* TO BE DONE
Echo back, verbatim, the stretch of the records from the line containing "Objective — for every instance of the overcast" through the end of the records.

* DATASET EXTRACT
________________________________________

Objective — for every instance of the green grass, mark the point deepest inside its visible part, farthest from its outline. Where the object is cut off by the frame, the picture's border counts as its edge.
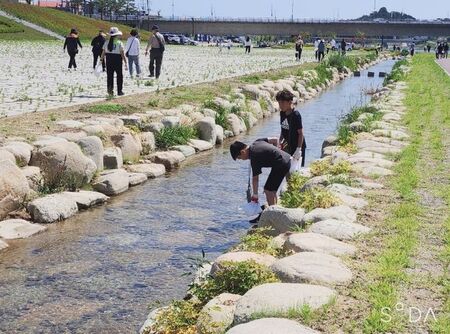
(61, 22)
(426, 95)
(10, 30)
(177, 135)
(108, 108)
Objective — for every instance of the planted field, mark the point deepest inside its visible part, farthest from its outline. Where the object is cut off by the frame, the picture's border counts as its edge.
(61, 22)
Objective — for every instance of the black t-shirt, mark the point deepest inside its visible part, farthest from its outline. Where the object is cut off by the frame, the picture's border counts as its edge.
(290, 125)
(263, 154)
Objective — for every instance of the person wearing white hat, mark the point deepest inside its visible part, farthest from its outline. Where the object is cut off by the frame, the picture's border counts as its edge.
(114, 52)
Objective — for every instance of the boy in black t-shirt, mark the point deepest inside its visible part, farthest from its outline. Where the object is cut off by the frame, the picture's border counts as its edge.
(264, 153)
(292, 139)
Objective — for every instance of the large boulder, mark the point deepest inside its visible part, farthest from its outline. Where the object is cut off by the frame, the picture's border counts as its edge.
(217, 315)
(263, 259)
(130, 145)
(21, 151)
(112, 183)
(170, 159)
(52, 208)
(312, 267)
(150, 170)
(342, 212)
(339, 230)
(14, 187)
(64, 164)
(112, 158)
(271, 326)
(279, 298)
(207, 129)
(92, 147)
(18, 229)
(312, 242)
(280, 220)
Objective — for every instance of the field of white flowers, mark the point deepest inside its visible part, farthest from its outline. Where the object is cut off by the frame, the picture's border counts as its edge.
(35, 76)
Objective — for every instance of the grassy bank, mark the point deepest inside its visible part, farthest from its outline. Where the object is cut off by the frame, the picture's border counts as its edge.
(61, 22)
(416, 172)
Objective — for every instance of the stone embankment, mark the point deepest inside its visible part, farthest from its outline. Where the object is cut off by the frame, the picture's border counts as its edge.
(311, 266)
(40, 180)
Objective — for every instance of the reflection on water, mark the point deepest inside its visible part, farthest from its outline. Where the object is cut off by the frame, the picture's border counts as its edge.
(97, 272)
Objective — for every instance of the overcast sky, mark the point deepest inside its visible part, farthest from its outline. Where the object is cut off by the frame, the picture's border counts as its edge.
(331, 9)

________________________________________

* REPLY
Objective — for every instance of the overcast sky, mark the point deepest inside its visible part, farthest from its outline. Where the object is cut off by the frame, the picture's border counts as its edge.
(331, 9)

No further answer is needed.